Your tasks —
1. In the election security transcript, write out the passage that begins with "FEIST: If you" and ends with "more complex systems.", swapping every "computer science" for "software engineering".
2. In the election security transcript, who invented the concept called software independence?
── Page text
FEIST: If you were—if you had billions of dollars, what would you do?

BLAZE: So, you know, it’s funny. I’m in the one branch of computer science that has—most of my time is spent pointing out how terrible computer science is at building reliable things. (Laughter.) And we really are truly terrible at building reliable software systems. It is literally the first problem of computer science is, you know, we don’t know how to build programs that don’t have bugs in them. And that, you know, may at some point in the future, there may be some breakthrough that makes that less of a problem, but it has not yet happened. You know, arguably this problem is getting worse rather than better as we build larger, more complex systems.

So what’s the solution? Well, the best solution that anyone has come up with for elections is a concept invented by Professor Ron Rivest at MIT called software independence. That is to say, you know, we’re going to use software. It has all sorts of benefits to have computerized election systems. But we don’t want the integrity of the election to depend on the integrity of the software, because that’s simply a Herculean task. So the technology that exists today that has this property of software independence is a combination of two existing things that we can do today.

One is what’s called precinct-counted optical scan ballots, that is ballots where the voter marks a ballot, or maybe uses a ballot-marking device to create a paper optical scan ballot that’s fed into a reader at the polling place that records the selections and keeps a tally, and then captures the physical ballot and stores it in a locked box. And that technology has the advantage that it maintains an artifact of the voter’s choice, that the voter actually marked.
────
── Given data
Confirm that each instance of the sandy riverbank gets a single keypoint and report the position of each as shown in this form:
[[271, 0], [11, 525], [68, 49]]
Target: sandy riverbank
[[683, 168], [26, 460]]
────
Per-task outputs —
1.
FEIST: If you were—if you had billions of dollars, what would you do?

BLAZE: So, you know, it’s funny. I’m in the one branch of software engineering that has—most of my time is spent pointing out how terrible software engineering is at building reliable things. (Laughter.) And we really are truly terrible at building reliable software systems. It is literally the first problem of software engineering is, you know, we don’t know how to build programs that don’t have bugs in them. And that, you know, may at some point in the future, there may be some breakthrough that makes that less of a problem, but it has not yet happened. You know, arguably this problem is getting worse rather than better as we build larger, more complex systems.

2. Professor Ron Rivest at MIT